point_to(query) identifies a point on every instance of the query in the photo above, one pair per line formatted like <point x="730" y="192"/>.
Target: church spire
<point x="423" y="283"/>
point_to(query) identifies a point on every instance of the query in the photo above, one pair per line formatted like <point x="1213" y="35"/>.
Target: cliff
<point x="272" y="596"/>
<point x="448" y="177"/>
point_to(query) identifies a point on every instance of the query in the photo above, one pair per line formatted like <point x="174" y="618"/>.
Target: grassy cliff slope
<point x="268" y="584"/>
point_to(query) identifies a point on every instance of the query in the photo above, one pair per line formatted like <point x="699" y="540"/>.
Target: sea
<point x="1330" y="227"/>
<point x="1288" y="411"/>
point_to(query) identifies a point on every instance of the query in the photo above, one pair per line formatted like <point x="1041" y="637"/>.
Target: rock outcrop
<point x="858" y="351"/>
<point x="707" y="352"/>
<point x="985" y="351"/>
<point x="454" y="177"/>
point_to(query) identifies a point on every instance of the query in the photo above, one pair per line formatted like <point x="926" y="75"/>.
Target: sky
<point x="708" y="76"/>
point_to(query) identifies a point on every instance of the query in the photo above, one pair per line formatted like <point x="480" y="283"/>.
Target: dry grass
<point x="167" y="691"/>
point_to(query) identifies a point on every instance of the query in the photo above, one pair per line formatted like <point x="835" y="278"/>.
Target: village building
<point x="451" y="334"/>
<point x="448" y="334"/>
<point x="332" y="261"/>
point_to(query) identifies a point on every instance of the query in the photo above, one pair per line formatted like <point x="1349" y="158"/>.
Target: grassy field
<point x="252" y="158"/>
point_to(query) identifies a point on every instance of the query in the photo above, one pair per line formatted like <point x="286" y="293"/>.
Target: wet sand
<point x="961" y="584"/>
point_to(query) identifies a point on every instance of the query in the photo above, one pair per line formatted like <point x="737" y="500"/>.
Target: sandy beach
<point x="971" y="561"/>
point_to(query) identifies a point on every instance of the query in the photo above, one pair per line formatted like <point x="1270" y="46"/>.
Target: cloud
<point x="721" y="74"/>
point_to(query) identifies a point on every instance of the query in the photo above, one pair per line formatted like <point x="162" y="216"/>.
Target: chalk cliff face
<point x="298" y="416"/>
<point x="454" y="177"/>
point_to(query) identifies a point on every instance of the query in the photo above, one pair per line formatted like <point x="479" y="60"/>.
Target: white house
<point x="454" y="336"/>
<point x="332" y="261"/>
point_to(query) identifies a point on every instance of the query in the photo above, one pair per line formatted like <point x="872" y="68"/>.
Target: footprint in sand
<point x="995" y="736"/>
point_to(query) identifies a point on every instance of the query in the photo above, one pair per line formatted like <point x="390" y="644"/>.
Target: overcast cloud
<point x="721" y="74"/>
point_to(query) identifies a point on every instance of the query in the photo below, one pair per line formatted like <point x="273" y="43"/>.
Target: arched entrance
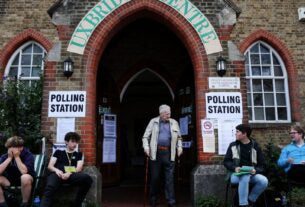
<point x="144" y="65"/>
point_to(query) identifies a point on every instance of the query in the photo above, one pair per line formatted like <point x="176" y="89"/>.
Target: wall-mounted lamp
<point x="221" y="66"/>
<point x="68" y="67"/>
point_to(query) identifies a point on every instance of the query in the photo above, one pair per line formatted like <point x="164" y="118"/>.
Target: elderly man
<point x="161" y="141"/>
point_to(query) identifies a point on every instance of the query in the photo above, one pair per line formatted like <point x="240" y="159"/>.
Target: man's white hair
<point x="164" y="108"/>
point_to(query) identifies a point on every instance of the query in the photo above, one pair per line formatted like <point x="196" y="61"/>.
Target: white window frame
<point x="250" y="78"/>
<point x="19" y="52"/>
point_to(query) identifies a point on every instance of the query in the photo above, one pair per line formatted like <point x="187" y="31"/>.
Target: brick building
<point x="131" y="56"/>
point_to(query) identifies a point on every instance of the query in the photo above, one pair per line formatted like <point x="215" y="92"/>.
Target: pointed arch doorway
<point x="144" y="65"/>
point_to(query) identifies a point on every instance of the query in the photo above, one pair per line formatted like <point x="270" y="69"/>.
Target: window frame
<point x="249" y="79"/>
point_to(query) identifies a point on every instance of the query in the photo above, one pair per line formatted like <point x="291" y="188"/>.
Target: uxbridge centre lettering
<point x="103" y="8"/>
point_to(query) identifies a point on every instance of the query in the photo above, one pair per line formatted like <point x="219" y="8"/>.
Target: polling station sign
<point x="224" y="105"/>
<point x="67" y="104"/>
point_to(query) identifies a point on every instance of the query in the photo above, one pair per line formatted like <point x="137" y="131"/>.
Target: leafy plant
<point x="20" y="111"/>
<point x="209" y="201"/>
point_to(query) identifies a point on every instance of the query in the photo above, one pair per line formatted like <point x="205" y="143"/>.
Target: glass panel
<point x="254" y="48"/>
<point x="270" y="113"/>
<point x="28" y="49"/>
<point x="278" y="71"/>
<point x="25" y="71"/>
<point x="266" y="71"/>
<point x="37" y="60"/>
<point x="249" y="101"/>
<point x="264" y="49"/>
<point x="269" y="99"/>
<point x="259" y="113"/>
<point x="281" y="99"/>
<point x="266" y="59"/>
<point x="256" y="71"/>
<point x="282" y="113"/>
<point x="13" y="72"/>
<point x="16" y="60"/>
<point x="26" y="60"/>
<point x="37" y="49"/>
<point x="268" y="85"/>
<point x="279" y="86"/>
<point x="36" y="72"/>
<point x="250" y="113"/>
<point x="275" y="60"/>
<point x="258" y="99"/>
<point x="255" y="59"/>
<point x="257" y="85"/>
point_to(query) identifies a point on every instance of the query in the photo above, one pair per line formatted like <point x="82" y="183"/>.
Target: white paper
<point x="64" y="125"/>
<point x="109" y="150"/>
<point x="184" y="125"/>
<point x="226" y="133"/>
<point x="208" y="136"/>
<point x="110" y="125"/>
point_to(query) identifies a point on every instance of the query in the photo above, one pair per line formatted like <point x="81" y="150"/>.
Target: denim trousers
<point x="162" y="163"/>
<point x="257" y="182"/>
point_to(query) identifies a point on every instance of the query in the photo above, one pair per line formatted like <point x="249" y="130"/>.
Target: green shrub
<point x="209" y="201"/>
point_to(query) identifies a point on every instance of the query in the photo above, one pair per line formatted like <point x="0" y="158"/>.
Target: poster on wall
<point x="67" y="104"/>
<point x="109" y="150"/>
<point x="226" y="133"/>
<point x="110" y="125"/>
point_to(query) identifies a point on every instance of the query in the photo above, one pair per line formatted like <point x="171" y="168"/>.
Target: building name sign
<point x="102" y="9"/>
<point x="67" y="104"/>
<point x="224" y="105"/>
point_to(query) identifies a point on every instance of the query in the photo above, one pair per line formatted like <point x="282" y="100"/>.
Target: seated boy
<point x="65" y="166"/>
<point x="16" y="168"/>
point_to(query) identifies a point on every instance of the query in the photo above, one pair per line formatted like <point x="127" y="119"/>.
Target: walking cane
<point x="146" y="178"/>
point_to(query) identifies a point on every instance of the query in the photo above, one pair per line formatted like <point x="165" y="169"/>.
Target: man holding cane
<point x="161" y="141"/>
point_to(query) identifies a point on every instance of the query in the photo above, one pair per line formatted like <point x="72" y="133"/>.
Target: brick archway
<point x="287" y="58"/>
<point x="110" y="26"/>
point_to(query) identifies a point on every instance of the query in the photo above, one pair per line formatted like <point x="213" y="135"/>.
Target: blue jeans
<point x="162" y="163"/>
<point x="258" y="184"/>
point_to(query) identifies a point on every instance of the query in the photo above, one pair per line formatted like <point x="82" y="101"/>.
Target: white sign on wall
<point x="224" y="105"/>
<point x="67" y="104"/>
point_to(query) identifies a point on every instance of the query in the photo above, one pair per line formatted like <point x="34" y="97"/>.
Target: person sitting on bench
<point x="16" y="168"/>
<point x="292" y="158"/>
<point x="66" y="166"/>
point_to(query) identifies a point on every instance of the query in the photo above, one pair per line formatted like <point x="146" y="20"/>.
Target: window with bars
<point x="267" y="85"/>
<point x="26" y="63"/>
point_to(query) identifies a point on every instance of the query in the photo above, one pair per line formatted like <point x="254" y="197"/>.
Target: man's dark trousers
<point x="82" y="180"/>
<point x="162" y="162"/>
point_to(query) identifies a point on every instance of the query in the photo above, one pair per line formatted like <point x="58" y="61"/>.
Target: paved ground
<point x="133" y="196"/>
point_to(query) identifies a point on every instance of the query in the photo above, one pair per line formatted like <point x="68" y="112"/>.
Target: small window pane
<point x="268" y="85"/>
<point x="25" y="71"/>
<point x="256" y="71"/>
<point x="266" y="71"/>
<point x="269" y="99"/>
<point x="257" y="85"/>
<point x="279" y="86"/>
<point x="259" y="113"/>
<point x="281" y="99"/>
<point x="28" y="49"/>
<point x="255" y="59"/>
<point x="13" y="72"/>
<point x="264" y="49"/>
<point x="254" y="49"/>
<point x="278" y="71"/>
<point x="270" y="113"/>
<point x="258" y="99"/>
<point x="282" y="113"/>
<point x="26" y="60"/>
<point x="266" y="59"/>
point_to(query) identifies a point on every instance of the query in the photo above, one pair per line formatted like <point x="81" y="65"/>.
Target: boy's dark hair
<point x="14" y="141"/>
<point x="244" y="128"/>
<point x="72" y="136"/>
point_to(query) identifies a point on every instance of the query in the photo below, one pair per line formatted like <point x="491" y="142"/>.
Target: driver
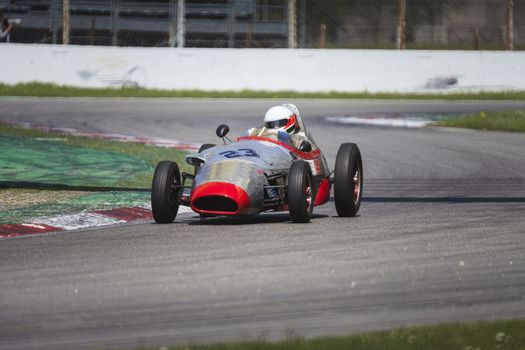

□ □ □

Copy out every line above that contains the string "dark". Keep the lines in their original order.

Target: man's dark trousers
Target: boy's dark hair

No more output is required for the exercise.